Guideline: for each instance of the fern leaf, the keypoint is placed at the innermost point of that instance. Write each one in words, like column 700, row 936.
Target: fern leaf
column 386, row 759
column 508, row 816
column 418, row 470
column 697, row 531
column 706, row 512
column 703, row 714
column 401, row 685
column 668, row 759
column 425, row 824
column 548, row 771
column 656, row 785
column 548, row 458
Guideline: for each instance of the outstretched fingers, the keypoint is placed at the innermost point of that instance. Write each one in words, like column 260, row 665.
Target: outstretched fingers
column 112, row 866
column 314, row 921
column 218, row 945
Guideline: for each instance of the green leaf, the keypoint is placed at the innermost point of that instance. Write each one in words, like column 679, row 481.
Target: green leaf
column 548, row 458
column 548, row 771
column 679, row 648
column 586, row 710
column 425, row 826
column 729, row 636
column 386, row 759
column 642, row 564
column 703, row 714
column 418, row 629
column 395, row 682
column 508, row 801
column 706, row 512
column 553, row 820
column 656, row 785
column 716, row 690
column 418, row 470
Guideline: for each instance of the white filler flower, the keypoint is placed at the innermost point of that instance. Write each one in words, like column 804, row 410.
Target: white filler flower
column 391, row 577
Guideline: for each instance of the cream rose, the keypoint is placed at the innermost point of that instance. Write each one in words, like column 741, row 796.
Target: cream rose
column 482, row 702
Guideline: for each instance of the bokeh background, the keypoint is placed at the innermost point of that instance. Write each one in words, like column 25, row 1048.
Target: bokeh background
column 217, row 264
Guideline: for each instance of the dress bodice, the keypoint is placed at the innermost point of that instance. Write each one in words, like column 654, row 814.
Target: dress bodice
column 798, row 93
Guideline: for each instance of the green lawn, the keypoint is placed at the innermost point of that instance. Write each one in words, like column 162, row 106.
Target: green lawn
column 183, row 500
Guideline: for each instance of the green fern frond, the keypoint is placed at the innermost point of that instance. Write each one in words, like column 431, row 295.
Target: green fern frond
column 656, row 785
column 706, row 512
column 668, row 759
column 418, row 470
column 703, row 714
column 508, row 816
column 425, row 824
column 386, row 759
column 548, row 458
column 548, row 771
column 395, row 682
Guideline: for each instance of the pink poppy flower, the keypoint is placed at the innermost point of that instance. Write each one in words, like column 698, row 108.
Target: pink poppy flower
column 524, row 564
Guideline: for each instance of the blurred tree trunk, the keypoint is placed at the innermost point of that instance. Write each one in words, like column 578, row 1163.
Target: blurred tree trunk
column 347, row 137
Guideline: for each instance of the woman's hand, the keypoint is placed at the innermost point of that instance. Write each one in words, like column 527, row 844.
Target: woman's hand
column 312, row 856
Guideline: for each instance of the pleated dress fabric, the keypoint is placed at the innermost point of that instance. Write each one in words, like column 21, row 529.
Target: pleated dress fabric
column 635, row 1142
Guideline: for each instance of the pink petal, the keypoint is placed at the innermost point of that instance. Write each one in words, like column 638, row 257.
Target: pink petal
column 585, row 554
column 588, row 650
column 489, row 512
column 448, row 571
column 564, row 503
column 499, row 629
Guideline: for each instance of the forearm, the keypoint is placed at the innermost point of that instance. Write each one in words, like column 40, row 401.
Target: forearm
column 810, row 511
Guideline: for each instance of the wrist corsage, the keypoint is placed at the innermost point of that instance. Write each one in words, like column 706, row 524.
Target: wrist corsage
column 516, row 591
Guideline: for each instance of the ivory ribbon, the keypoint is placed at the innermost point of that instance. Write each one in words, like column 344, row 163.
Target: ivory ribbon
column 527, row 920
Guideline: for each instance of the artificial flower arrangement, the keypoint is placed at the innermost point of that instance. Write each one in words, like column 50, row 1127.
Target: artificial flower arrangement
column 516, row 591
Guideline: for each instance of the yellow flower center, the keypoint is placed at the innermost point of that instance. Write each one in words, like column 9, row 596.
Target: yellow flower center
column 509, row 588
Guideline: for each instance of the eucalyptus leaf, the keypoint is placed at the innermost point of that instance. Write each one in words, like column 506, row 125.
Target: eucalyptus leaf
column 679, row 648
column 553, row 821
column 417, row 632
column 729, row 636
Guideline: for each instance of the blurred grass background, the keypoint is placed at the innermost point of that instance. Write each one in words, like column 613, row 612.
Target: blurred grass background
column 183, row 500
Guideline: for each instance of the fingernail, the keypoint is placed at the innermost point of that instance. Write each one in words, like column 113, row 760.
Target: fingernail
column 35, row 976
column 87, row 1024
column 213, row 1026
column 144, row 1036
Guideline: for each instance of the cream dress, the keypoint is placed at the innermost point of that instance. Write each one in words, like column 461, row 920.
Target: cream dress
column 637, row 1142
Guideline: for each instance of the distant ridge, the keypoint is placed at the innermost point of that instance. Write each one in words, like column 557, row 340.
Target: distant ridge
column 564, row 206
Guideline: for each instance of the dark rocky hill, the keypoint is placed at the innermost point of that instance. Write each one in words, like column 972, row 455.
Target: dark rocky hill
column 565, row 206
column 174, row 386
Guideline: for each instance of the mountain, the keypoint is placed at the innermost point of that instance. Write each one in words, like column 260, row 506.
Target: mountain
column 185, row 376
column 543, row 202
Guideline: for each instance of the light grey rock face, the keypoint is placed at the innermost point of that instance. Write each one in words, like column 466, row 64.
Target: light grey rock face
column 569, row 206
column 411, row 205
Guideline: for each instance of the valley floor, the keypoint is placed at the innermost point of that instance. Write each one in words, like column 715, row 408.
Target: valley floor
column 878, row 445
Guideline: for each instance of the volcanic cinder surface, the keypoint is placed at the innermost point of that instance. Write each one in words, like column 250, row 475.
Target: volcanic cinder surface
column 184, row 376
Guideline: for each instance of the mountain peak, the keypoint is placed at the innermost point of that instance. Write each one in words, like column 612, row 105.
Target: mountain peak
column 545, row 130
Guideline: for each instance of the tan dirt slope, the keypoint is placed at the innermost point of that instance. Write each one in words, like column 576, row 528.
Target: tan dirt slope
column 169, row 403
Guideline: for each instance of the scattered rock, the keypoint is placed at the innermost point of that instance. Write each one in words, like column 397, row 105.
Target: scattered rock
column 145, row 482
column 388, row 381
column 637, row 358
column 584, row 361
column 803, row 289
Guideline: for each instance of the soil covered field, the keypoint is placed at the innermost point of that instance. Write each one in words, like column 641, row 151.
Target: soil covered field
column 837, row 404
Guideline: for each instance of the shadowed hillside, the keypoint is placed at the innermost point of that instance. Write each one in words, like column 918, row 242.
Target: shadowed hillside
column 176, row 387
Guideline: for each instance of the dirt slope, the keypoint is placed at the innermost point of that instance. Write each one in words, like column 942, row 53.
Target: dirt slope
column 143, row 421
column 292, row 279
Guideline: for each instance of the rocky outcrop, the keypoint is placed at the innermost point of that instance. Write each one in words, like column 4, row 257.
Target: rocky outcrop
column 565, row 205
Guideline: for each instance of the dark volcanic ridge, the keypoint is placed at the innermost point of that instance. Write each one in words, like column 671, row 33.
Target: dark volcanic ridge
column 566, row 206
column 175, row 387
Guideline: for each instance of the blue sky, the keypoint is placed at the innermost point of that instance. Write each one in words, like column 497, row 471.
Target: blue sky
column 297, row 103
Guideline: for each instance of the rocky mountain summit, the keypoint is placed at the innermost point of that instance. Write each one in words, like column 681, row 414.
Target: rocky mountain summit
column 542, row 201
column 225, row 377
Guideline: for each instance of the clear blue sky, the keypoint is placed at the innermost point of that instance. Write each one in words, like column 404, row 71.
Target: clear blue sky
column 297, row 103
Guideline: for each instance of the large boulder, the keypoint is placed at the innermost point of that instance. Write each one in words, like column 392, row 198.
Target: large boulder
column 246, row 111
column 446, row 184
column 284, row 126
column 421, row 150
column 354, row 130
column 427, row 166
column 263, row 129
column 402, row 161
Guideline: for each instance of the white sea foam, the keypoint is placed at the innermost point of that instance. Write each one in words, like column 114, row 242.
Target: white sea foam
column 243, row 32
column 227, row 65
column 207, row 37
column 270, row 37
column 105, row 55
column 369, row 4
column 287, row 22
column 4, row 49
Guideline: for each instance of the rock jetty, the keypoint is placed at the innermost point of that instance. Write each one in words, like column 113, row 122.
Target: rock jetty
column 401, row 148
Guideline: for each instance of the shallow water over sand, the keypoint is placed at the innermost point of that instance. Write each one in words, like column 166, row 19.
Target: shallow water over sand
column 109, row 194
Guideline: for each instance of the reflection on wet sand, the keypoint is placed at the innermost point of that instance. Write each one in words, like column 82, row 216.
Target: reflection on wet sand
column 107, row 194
++++
= Requirement =
Please render the lines as a JSON array of strings, one string per line and no blank lines, beginning at the line that contains "Guideline: for each instance of the fingernail, the" and stopping after the line that contains "column 564, row 206".

= Solution for this task =
[
  "Guideline: for each instance of the fingernail, the keypoint is placed at the innermost point of that instance. Write each one in words, like column 113, row 760.",
  "Target: fingernail",
  "column 35, row 976",
  "column 87, row 1024",
  "column 213, row 1026",
  "column 144, row 1036",
  "Guideline: for each instance of the cream dress, the keypoint is placed at the innermost point of that instance. Write each one in words, like column 461, row 920.",
  "Target: cream dress",
  "column 637, row 1142",
  "Guideline: for each instance of the distant ridge, the keypoint is placed at the innermost point of that instance. Write each one in words, like column 557, row 340.",
  "Target: distant ridge",
  "column 564, row 206"
]